| WHAT YOU ARE ASKED TO DO |
Find every line in the material below that contains the string "helmet", and copy each of those lines. Case counts when matching.

[Box annotation data, in rows]
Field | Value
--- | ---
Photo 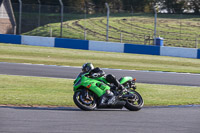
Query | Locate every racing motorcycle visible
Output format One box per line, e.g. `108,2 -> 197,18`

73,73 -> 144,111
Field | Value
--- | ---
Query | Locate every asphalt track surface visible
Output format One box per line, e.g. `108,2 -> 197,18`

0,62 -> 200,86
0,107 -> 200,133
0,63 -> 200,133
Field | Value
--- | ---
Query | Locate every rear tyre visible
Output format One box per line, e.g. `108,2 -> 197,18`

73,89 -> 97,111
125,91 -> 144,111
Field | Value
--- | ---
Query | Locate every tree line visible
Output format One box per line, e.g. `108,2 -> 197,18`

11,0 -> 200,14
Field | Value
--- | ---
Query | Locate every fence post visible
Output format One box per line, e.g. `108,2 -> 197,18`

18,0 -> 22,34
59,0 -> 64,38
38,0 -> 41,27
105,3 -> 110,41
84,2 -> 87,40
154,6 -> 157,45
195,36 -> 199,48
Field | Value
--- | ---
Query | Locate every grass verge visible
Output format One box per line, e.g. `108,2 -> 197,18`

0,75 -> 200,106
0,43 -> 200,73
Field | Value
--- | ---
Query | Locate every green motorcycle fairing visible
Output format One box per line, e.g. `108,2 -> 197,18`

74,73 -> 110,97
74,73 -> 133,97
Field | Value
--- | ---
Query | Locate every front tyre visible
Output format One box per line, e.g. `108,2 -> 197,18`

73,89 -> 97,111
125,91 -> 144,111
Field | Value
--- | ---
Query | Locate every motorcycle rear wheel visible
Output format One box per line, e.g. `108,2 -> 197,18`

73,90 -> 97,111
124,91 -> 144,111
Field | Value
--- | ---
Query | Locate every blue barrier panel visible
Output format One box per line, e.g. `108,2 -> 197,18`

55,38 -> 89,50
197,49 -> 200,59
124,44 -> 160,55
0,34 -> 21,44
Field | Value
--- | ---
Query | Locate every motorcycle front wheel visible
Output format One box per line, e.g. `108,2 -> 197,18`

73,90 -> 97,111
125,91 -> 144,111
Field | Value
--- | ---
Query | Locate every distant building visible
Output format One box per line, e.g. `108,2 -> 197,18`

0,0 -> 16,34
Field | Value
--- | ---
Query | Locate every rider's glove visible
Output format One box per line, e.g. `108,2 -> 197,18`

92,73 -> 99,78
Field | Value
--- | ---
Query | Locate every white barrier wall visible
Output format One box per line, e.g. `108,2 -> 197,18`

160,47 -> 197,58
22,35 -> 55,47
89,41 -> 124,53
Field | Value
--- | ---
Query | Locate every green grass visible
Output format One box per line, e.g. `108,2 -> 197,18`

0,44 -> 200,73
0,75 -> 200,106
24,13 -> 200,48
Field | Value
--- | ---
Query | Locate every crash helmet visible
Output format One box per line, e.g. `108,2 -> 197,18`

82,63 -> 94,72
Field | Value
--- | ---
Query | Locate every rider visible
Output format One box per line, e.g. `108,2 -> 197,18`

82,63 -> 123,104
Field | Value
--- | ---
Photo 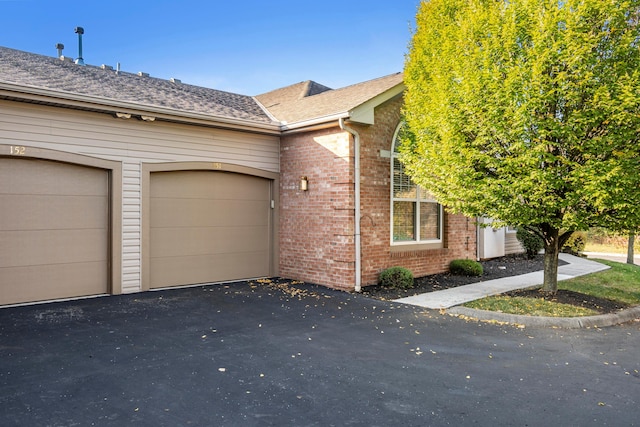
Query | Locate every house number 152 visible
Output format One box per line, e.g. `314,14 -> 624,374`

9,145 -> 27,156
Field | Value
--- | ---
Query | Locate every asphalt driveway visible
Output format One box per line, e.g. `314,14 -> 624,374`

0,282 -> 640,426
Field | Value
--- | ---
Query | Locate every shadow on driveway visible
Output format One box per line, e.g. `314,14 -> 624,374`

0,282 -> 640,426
---
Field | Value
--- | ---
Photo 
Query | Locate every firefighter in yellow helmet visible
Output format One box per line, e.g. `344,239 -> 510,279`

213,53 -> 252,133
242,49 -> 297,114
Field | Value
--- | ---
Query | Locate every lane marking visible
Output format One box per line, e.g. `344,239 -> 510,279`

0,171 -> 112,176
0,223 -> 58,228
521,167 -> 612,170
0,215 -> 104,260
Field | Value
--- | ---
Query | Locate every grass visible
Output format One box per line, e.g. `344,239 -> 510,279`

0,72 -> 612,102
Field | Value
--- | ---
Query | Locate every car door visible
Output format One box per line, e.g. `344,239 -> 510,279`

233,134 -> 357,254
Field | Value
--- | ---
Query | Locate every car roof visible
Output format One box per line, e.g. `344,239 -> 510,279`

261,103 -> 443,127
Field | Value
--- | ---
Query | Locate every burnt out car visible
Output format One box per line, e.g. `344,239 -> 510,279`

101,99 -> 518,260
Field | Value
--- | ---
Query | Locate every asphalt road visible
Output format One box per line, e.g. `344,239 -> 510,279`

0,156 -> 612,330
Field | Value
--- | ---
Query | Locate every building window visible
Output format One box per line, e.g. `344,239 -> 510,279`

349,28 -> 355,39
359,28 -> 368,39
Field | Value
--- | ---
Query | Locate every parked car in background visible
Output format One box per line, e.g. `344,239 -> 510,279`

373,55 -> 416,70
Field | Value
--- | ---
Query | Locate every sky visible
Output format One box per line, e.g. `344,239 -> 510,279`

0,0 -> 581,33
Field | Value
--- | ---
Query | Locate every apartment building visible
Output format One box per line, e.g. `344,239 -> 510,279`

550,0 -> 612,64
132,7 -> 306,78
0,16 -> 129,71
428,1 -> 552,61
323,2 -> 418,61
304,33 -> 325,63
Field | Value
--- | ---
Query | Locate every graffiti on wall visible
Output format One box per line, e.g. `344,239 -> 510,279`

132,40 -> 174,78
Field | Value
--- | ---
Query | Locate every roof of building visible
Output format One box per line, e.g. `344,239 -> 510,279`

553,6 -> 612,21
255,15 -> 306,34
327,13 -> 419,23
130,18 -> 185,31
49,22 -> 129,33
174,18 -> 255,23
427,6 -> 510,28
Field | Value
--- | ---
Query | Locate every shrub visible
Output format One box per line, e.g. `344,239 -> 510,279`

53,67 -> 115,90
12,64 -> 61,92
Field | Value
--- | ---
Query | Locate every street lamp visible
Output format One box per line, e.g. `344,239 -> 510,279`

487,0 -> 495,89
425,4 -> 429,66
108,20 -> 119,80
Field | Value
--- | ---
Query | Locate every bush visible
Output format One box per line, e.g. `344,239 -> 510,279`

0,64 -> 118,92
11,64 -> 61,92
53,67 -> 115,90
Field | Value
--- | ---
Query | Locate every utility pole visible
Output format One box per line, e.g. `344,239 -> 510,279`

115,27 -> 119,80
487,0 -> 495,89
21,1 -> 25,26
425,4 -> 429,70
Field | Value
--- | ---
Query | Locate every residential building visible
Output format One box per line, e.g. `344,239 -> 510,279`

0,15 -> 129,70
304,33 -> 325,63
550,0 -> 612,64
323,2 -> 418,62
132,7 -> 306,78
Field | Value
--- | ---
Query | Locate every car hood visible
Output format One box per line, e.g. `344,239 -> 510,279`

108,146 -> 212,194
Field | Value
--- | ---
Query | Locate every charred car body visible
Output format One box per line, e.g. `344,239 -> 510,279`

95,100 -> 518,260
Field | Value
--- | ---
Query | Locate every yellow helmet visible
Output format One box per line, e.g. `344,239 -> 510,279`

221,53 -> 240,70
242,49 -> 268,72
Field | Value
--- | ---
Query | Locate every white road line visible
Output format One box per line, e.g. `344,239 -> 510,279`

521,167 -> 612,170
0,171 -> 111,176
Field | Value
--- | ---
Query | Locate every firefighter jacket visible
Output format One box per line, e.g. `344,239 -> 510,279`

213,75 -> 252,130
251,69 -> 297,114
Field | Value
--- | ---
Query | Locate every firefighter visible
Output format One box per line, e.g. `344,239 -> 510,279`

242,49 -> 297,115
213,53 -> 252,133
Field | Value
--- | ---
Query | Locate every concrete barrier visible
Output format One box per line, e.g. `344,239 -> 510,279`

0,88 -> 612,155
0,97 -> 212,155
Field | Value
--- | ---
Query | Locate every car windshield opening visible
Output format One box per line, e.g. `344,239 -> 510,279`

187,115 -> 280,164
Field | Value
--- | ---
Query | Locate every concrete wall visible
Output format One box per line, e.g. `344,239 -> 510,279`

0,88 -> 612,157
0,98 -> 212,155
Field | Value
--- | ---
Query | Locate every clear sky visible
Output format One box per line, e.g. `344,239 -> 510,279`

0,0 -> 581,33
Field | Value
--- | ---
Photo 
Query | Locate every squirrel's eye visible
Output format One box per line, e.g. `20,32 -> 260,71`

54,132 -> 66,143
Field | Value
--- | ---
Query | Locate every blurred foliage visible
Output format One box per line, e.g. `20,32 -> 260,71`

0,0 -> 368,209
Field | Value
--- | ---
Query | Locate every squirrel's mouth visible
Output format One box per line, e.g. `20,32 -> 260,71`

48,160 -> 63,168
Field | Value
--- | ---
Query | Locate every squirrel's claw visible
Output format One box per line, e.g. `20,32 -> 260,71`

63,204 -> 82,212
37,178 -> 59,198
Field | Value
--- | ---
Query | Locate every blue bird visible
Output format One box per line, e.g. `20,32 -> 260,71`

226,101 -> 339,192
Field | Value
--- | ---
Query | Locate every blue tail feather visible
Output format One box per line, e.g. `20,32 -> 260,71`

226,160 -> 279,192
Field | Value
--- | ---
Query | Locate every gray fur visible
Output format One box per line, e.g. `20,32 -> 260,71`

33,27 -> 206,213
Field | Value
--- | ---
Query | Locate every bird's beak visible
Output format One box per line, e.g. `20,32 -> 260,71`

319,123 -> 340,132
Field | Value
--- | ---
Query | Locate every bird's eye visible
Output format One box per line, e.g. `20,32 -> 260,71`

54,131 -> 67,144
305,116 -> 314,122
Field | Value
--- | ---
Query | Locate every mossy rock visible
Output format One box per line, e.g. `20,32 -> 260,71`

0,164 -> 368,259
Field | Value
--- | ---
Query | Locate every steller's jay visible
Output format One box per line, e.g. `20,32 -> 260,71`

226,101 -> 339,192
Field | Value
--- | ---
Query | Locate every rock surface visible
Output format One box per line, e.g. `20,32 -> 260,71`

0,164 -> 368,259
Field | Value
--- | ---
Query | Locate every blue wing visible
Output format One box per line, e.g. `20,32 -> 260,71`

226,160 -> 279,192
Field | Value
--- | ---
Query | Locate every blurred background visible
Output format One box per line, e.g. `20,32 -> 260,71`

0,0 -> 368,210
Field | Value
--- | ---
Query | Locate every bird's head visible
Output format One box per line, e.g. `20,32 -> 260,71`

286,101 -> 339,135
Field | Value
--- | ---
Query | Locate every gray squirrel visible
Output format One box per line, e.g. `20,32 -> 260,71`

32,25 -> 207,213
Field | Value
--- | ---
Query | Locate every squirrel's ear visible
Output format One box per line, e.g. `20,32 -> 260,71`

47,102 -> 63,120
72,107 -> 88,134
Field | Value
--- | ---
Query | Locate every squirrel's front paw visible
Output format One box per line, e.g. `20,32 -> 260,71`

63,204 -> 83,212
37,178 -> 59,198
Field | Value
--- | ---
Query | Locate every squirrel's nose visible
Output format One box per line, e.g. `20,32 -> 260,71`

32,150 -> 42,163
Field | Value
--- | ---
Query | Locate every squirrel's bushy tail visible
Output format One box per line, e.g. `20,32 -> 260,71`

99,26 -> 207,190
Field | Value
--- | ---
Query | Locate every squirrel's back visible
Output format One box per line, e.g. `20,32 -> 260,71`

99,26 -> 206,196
* * *
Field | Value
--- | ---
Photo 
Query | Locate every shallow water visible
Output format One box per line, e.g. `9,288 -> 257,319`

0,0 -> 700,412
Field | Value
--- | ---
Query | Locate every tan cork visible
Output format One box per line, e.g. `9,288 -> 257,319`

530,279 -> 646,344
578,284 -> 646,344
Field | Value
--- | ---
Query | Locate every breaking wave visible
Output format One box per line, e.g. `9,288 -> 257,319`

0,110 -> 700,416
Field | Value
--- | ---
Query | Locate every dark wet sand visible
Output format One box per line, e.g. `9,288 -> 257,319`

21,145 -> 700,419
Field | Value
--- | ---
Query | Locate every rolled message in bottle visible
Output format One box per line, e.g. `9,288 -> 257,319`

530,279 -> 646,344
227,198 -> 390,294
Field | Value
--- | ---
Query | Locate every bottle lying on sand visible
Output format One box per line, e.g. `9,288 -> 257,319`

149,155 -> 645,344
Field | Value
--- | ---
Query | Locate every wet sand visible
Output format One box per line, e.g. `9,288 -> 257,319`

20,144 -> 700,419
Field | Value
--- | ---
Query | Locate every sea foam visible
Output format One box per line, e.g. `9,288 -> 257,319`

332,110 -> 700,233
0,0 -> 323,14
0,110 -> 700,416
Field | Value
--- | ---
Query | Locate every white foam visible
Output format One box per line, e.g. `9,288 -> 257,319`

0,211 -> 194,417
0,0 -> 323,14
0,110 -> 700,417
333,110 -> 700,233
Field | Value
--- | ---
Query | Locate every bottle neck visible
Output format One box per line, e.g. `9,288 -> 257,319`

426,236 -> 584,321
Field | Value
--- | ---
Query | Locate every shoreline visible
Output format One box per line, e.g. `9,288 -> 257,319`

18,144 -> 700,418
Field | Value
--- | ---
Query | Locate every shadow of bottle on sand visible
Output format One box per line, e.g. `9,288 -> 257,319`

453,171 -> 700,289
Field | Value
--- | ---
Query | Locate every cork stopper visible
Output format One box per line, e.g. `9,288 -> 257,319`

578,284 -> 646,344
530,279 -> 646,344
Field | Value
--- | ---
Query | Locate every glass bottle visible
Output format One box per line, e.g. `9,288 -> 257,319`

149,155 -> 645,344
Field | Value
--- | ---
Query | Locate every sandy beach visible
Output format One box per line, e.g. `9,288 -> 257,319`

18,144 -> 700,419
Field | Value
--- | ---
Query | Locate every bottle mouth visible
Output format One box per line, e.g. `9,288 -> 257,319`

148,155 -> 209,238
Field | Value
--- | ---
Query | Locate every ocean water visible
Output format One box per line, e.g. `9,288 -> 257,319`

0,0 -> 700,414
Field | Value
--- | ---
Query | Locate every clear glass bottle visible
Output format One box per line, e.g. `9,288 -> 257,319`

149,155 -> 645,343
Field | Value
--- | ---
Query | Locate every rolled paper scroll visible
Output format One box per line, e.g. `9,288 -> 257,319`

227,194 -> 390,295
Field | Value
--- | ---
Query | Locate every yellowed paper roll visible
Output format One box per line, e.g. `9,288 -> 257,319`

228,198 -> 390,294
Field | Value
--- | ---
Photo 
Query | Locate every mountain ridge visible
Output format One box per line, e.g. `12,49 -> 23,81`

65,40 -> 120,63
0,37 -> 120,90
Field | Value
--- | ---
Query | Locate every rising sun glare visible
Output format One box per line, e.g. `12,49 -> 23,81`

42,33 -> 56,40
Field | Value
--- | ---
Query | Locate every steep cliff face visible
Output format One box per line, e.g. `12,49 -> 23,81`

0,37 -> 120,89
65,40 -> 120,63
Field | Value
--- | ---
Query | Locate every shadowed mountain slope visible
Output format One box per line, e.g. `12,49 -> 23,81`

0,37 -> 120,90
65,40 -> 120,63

| ANSWER FOR THIS EXERCISE |
Query | Locate every crash helmet visible
Query | Locate every firefighter in yellow helmet visible
Query | Locate every yellow helmet visible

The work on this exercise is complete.